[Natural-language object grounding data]
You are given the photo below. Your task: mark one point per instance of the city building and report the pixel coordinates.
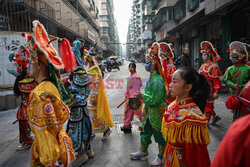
(72, 19)
(108, 28)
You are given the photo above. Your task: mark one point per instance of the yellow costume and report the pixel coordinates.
(97, 103)
(47, 114)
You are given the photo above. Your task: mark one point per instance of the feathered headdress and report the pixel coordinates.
(207, 47)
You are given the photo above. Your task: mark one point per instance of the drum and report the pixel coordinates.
(134, 103)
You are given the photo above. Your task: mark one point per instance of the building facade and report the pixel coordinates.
(72, 19)
(108, 28)
(185, 23)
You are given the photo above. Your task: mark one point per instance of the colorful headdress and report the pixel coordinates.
(207, 47)
(46, 53)
(21, 58)
(238, 49)
(166, 51)
(153, 55)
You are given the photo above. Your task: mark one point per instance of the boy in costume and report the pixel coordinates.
(22, 87)
(237, 75)
(47, 110)
(212, 72)
(79, 126)
(166, 53)
(97, 102)
(134, 84)
(154, 100)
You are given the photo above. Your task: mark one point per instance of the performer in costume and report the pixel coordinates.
(47, 110)
(79, 126)
(97, 103)
(240, 102)
(154, 100)
(22, 87)
(212, 72)
(237, 75)
(166, 53)
(134, 84)
(184, 126)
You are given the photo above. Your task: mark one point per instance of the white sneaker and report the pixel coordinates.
(139, 156)
(156, 162)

• Task
Please return the records above exactly as written, dropping every picture.

• Task response
You are given the photo below. Your task: mark one point per instance of the city building and report the pixel coordinates.
(72, 19)
(108, 28)
You are given the photo above. Your task: mark one point per instance of the yellow costume and report the pixel coordinates.
(97, 103)
(47, 114)
You are given the photo above. Your task: mark one point per instance of the feathered headdress and report the pixel coordinates.
(207, 47)
You are given the photo above. Your task: mark one point per instance of the drum and report the pixel coordinates.
(134, 103)
You are given the photo above. Your task: mark one point per instance of the building facade and report the pixel coordinates.
(72, 19)
(108, 28)
(185, 23)
You are given the photo above. Your task: mark one point per instance of the colorful headdress and report the pixel coordinates.
(207, 47)
(46, 53)
(21, 58)
(238, 49)
(166, 51)
(153, 55)
You are given the photo above. Your task: mark one point per instance of the boy in costume and report the pixel coordinates.
(22, 87)
(237, 75)
(47, 110)
(212, 72)
(79, 126)
(166, 53)
(97, 102)
(134, 84)
(154, 100)
You are given the photo above. Your task: mark one point per instance of the performer in costume and report the pixel coordinates.
(47, 110)
(79, 126)
(97, 103)
(240, 102)
(154, 100)
(22, 87)
(212, 72)
(237, 75)
(166, 53)
(134, 84)
(184, 126)
You are given the photo above. Your task: mark one point per instance of the white sneaker and report the pixel coordinates.
(139, 156)
(156, 162)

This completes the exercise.